TEXT EXTRACT:
━━━━

NeatSeq-Flow concept

Author: Menachem Sklarz

Affiliation: Bioinformatics Core Facility, National institute of Biotechnology in the Negev, Ben-Gurion University.

Introduction

NeatSeq-Flow can be operated at three levels, from easy to advanced:

  1. Basic usage: A workflow is pre-coded in a parameter file downloaded from the Workflows repository or elsewhere. All the user has to do is modify the program paths in the parameter file and create a sample file describing the samples and their associated files. (See Sample file definition.)
  2. Workflow construction: The user defines a sample file as above, but also defines a workflow parameter file based on existing modules (see Modules and workflows repository). Of course, the user can take and existing workflow and modify and expand it according to the job at hand.
  3. Adding modules: Creating a workflow based on tools not yet included in NeatSeq-Flow. This requires the user to add modules for each program he expects to run. Alternatively, the user can use the Generic module to include programs without defining modules.

Basic usage

Basic usage does not require much.

  1. Copy a ready-made parameter file (you can find some in the Workflows dir in the main NeatSeq-Flow directory and at the Modules and workflows repository).
  2. Adjust the script paths to the correct paths on your system (These are usually coded as variables in the Vars section at the top of the parameter file).
  3. Create a sample file following the directions in Sample file definition.
  4. Execute NeatSeq-Flow (see Executing NeatSeq-Flow) to create the workflow scripts.
  5. Execute the workflow scripts by executing the scripts/00.workflow.commands.csh script.

Workflow construction

In order to construct workflows, one needs to combine modules in such a way that files are transferred seamlessly between them.

The module output filenames are organised within NeatSeq-Flow in a python dictionary called sample_data (after executing NeatSeq-Flow, this dictionary can be found in the JSON file WorkflowData.json in the objects directory). The dictionary tracks the locations of the output files from each module, saving each file type in a dedicated slot. For instance, fastq reads are stored in reads.X slots, where X is either F, R or S for forward-, reverse- and single-end reads, respectively. FASTA, SAM and BAM files, too, have dedicated slots.

━━━━

GIVEN TASK 1:
Rewrite everything in the NeatSeq-Flow page from "1. Basic usage: A" down to "job at hand.", and switch every "parameter file" to "config file".
The records have no connection to the NeatSeq-Flow page.

DATA ROWS:

━━━━

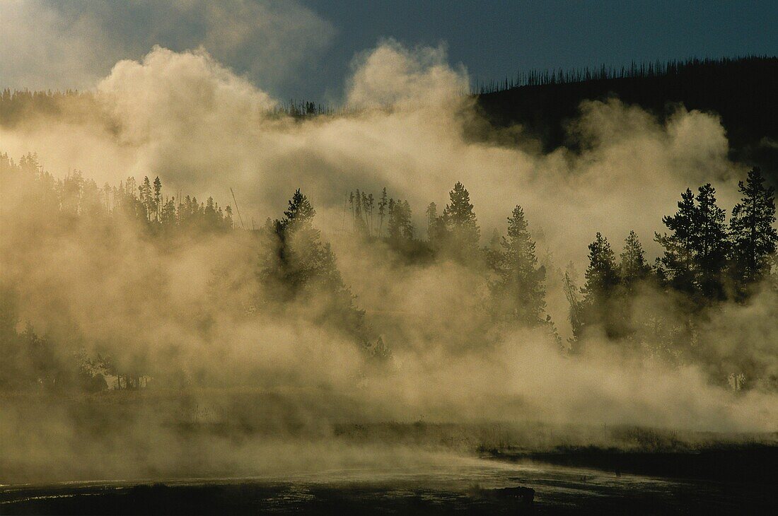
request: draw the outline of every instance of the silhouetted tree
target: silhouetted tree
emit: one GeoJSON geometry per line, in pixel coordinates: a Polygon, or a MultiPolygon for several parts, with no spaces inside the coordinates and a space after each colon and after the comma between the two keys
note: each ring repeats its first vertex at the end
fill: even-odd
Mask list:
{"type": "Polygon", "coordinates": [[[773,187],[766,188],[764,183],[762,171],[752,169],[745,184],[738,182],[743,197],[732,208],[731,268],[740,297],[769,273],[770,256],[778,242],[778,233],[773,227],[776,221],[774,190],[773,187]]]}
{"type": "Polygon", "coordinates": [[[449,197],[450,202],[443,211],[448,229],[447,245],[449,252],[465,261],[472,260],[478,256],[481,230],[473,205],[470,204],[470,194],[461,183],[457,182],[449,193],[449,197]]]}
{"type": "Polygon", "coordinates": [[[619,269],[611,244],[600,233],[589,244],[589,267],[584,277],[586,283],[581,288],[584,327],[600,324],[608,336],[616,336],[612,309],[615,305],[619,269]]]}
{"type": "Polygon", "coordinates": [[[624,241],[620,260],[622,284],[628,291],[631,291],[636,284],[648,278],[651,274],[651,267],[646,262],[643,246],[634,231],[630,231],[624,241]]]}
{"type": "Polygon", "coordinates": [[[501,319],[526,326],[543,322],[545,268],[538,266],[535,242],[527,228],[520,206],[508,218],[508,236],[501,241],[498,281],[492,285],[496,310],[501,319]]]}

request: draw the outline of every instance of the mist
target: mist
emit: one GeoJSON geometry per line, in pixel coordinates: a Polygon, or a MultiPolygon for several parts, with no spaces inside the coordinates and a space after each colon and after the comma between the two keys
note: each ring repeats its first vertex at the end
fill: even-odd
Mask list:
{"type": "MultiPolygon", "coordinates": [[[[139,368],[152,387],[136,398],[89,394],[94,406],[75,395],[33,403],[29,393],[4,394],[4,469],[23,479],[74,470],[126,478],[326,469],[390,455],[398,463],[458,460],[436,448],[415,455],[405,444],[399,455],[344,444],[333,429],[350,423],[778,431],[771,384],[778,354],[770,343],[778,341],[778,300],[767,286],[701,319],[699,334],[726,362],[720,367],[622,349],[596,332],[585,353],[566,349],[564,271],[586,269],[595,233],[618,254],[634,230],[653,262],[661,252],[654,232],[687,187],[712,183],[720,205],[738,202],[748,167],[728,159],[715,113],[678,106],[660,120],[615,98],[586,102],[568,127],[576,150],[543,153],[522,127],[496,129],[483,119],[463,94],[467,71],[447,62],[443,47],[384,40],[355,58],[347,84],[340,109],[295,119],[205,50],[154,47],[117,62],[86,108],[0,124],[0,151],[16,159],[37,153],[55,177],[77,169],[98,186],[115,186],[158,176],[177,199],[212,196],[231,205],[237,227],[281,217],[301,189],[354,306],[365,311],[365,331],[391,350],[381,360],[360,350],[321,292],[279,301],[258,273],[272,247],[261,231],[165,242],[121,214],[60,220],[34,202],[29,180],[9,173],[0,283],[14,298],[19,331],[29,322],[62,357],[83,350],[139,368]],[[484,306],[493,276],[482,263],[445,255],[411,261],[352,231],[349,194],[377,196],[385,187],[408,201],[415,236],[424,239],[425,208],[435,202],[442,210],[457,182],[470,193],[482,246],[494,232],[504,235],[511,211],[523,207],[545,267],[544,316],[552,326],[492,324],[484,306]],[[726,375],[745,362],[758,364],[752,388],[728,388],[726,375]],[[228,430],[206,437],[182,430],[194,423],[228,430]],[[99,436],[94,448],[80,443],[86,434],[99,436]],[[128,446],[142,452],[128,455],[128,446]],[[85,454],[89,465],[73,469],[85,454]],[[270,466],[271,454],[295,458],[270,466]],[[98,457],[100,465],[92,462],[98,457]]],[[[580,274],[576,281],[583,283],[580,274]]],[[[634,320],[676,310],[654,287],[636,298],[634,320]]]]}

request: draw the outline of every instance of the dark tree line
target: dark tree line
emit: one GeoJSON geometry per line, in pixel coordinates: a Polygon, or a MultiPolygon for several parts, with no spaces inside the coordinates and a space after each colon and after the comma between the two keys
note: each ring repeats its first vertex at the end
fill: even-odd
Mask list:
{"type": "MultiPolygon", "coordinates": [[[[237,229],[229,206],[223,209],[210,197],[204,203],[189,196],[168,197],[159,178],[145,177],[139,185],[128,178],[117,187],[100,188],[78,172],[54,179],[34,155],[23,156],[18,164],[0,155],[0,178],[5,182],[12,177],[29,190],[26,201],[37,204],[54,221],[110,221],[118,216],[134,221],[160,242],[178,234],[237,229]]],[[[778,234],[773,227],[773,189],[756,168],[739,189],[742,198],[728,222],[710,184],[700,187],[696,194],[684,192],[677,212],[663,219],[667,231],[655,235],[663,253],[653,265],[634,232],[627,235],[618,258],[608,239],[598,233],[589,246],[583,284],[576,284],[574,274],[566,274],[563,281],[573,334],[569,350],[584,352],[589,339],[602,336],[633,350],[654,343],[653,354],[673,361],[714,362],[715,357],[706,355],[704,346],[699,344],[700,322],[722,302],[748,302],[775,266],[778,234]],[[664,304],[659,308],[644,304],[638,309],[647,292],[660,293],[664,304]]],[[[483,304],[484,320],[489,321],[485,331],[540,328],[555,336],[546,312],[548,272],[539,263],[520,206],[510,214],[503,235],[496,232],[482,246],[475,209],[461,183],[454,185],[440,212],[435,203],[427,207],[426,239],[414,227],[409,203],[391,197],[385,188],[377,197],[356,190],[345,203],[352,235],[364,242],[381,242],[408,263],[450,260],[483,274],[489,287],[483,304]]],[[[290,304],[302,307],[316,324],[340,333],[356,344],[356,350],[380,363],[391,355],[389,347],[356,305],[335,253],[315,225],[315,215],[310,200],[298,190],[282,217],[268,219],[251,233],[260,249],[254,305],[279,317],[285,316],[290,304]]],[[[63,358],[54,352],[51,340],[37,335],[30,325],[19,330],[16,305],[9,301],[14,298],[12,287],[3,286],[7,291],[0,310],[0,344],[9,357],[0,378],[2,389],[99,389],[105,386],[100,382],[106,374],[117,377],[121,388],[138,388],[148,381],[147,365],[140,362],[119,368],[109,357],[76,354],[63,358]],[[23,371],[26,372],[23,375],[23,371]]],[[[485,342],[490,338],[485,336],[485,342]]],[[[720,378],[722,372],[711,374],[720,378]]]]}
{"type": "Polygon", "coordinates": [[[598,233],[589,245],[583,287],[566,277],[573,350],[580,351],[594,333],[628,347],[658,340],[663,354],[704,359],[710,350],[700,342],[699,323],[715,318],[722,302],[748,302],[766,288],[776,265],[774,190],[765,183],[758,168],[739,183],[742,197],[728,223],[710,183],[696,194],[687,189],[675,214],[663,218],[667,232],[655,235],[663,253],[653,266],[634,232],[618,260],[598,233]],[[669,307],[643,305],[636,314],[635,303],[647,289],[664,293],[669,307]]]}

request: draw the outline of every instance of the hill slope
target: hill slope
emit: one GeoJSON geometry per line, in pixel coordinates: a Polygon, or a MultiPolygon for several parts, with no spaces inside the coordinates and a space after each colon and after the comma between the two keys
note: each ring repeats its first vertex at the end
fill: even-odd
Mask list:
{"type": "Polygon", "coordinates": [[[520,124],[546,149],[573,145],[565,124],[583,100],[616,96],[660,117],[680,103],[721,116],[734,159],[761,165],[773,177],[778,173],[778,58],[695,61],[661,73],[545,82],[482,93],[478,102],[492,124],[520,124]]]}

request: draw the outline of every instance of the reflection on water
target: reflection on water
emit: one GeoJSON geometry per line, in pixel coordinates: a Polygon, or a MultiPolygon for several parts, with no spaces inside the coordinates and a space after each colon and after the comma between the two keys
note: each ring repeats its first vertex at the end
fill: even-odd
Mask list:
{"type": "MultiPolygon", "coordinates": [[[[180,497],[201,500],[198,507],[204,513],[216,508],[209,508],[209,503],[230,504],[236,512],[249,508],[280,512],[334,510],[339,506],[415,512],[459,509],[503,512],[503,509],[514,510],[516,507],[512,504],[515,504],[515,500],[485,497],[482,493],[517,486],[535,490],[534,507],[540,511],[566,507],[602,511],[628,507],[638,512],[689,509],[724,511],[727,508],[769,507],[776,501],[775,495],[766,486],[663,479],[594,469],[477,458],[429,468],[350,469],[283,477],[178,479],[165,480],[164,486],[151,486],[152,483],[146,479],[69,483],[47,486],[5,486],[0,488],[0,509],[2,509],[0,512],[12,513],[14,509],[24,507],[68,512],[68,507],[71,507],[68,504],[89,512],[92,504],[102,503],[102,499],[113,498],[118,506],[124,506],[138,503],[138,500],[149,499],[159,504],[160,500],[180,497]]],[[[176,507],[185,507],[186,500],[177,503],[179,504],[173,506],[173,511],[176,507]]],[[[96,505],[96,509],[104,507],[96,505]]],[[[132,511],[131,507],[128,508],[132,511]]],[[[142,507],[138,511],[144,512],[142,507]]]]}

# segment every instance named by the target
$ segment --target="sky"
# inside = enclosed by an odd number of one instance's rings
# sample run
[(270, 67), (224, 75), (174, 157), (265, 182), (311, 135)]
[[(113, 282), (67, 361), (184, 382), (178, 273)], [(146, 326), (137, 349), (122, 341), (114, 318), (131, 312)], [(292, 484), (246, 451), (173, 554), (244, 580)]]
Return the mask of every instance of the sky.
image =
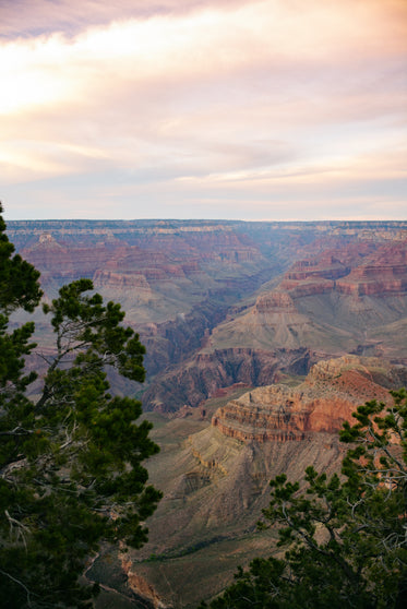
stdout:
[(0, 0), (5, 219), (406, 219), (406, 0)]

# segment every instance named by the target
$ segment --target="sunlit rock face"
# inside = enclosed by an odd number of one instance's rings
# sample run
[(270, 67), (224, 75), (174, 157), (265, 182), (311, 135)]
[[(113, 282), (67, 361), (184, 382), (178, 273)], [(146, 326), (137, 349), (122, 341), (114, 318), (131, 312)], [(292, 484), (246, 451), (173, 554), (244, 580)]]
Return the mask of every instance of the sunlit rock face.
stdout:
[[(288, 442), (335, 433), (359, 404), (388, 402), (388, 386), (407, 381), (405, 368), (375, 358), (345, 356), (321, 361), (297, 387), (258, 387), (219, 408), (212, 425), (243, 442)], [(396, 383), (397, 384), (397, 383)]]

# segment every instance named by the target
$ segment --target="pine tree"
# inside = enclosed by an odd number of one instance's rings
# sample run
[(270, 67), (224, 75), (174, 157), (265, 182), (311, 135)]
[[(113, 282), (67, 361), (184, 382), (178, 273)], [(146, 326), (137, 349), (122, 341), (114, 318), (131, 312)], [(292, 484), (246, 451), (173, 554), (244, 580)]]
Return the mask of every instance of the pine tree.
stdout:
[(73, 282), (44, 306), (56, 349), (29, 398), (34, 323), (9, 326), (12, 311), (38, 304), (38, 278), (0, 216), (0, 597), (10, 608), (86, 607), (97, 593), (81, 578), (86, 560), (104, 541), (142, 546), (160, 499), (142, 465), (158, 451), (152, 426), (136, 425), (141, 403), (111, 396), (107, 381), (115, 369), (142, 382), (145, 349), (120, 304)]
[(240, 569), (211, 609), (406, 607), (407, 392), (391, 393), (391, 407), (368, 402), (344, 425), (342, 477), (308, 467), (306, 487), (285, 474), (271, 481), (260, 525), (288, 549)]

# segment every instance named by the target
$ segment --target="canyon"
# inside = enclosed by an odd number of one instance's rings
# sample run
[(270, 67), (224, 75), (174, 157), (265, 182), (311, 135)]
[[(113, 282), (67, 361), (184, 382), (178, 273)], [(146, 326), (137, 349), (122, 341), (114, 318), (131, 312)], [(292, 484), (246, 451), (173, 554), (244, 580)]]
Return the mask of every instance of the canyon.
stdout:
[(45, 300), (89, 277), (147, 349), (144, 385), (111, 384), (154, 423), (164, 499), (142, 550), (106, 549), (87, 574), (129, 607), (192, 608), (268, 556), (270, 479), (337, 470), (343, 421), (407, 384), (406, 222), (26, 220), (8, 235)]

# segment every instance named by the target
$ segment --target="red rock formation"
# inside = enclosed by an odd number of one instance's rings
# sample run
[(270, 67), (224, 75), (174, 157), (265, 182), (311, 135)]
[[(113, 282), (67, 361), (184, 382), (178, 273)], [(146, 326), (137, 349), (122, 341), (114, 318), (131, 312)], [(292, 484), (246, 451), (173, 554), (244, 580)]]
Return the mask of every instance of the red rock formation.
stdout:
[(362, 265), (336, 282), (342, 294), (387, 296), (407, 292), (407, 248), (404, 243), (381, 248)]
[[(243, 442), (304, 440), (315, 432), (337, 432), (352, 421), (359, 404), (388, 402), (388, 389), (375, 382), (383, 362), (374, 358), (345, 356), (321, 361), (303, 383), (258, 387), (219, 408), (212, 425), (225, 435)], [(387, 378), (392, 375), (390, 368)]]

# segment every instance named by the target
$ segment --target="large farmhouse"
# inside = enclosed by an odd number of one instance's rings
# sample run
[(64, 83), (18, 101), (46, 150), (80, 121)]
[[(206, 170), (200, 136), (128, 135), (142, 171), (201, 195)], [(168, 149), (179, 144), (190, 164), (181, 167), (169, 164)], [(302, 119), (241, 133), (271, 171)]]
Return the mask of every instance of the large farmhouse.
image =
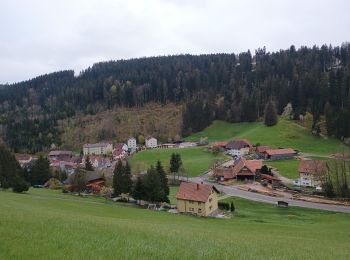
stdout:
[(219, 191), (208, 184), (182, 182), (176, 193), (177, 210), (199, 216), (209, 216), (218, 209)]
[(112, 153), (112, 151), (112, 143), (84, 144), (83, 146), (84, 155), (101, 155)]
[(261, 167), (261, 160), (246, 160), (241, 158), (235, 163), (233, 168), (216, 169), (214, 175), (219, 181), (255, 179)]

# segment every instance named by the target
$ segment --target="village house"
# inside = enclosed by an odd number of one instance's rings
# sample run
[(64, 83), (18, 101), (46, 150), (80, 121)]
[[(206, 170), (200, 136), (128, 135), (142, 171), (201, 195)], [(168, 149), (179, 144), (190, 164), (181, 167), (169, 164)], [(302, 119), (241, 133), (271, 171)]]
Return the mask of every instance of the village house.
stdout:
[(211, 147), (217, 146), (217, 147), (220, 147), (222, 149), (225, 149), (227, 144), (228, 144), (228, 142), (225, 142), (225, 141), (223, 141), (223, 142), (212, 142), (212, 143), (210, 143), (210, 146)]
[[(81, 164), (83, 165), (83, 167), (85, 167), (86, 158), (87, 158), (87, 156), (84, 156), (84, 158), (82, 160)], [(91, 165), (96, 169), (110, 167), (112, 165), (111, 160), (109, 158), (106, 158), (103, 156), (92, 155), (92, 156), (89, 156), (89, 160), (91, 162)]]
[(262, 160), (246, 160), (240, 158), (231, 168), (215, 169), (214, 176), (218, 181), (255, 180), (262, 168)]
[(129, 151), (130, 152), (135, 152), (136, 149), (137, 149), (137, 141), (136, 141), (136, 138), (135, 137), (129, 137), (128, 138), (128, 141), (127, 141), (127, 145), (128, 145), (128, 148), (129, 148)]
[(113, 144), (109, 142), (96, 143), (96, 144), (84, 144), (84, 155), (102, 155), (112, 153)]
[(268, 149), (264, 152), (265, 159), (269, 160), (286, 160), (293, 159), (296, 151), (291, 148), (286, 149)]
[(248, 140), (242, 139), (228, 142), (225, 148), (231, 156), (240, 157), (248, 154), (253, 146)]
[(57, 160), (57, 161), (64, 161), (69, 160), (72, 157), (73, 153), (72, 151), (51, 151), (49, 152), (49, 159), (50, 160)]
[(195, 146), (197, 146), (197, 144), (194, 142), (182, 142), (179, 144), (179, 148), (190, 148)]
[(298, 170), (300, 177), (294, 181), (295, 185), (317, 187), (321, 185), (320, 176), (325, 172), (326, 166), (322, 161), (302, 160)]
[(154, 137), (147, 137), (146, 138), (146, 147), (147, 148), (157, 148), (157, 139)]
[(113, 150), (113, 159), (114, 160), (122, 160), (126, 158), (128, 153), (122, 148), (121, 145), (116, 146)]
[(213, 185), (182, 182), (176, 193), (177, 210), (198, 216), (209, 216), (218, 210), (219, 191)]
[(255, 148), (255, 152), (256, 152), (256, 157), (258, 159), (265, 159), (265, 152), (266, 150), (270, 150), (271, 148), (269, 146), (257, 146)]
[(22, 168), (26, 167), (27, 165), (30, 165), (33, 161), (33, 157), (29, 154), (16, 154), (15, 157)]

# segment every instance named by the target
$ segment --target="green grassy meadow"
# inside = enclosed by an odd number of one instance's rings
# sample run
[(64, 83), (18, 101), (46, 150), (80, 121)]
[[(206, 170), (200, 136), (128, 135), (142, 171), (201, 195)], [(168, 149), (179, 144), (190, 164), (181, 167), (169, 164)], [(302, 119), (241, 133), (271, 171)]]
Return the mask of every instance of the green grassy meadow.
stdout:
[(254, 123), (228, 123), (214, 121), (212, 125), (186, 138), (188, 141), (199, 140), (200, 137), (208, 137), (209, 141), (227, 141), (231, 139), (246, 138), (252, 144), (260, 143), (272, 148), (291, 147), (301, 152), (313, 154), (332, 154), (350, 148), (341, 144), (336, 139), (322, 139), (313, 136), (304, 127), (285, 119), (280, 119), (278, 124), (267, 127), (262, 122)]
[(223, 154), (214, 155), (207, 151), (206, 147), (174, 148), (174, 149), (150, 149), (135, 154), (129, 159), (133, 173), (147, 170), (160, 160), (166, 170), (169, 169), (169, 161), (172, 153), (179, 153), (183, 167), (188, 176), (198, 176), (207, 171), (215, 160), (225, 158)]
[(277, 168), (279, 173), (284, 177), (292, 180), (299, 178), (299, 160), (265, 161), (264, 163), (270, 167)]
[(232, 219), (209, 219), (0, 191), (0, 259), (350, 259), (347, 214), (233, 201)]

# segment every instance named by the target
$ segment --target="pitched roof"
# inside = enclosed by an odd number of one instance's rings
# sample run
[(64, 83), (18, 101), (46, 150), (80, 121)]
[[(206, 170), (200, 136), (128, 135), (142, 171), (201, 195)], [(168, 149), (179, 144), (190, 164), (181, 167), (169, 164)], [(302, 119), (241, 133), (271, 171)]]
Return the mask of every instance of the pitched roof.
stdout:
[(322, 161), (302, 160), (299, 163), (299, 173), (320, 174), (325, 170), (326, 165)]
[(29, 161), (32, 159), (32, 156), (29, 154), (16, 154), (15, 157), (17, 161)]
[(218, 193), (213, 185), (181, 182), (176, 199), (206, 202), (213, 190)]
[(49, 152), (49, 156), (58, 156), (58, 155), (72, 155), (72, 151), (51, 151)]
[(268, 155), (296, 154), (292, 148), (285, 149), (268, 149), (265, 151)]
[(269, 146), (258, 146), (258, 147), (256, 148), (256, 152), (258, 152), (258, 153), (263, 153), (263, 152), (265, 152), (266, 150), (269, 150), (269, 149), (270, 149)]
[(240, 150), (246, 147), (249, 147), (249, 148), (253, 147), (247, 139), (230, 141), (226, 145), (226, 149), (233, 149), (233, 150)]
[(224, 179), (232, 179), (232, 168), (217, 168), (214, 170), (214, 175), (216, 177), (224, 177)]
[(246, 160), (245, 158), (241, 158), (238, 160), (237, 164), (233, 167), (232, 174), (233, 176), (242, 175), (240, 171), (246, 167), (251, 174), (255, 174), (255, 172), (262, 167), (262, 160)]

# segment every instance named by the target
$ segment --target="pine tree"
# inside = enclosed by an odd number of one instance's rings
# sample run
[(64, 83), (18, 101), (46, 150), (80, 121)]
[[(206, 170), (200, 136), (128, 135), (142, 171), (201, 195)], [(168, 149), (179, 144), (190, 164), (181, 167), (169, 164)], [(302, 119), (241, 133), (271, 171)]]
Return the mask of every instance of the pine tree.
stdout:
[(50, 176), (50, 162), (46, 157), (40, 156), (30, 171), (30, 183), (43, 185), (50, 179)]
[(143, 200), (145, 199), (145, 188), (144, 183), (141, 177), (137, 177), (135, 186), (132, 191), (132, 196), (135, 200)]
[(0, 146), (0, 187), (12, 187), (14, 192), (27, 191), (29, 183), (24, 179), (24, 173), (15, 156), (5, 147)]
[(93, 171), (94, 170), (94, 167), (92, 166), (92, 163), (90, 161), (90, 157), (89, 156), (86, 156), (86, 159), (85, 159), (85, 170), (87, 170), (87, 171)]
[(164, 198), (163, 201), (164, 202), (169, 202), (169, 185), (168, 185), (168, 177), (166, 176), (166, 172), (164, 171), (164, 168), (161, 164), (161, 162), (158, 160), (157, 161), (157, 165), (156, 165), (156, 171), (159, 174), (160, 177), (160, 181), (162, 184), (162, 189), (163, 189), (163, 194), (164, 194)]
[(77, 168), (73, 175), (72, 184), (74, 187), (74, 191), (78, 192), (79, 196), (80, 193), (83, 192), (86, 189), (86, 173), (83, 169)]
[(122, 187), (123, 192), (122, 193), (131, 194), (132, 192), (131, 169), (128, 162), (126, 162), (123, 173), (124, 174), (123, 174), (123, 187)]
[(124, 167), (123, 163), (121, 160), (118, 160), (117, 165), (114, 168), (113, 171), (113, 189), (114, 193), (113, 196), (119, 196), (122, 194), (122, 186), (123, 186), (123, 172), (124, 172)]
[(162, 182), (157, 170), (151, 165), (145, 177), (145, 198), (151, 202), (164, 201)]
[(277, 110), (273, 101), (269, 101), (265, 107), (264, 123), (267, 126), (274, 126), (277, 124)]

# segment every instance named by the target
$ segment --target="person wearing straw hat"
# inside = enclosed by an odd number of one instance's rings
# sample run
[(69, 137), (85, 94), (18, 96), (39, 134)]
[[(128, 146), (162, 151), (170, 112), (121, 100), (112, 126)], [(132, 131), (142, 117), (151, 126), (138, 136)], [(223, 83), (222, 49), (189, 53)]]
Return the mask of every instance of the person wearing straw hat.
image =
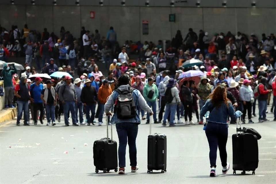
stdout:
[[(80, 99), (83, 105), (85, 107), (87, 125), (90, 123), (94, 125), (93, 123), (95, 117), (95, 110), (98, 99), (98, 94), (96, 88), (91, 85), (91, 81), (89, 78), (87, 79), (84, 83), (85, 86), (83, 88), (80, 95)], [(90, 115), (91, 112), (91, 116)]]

━━━━

GIVEN TASK 2:
Filter the records and copy each line containing the string "reflection". Match case exactly.

WORKED SOLUTION 1:
1. Basic usage: A workflow is pre-coded in a config file downloaded from the Workflows repository or elsewhere. All the user has to do is modify the program paths in the config file and create a sample file describing the samples and their associated files. (See Sample file definition.)
  2. Workflow construction: The user defines a sample file as above, but also defines a workflow config file based on existing modules (see Modules and workflows repository). Of course, the user can take and existing workflow and modify and expand it according to the job at hand.

WORKED SOLUTION 2:
request: draw the outline of every instance of the reflection on water
target: reflection on water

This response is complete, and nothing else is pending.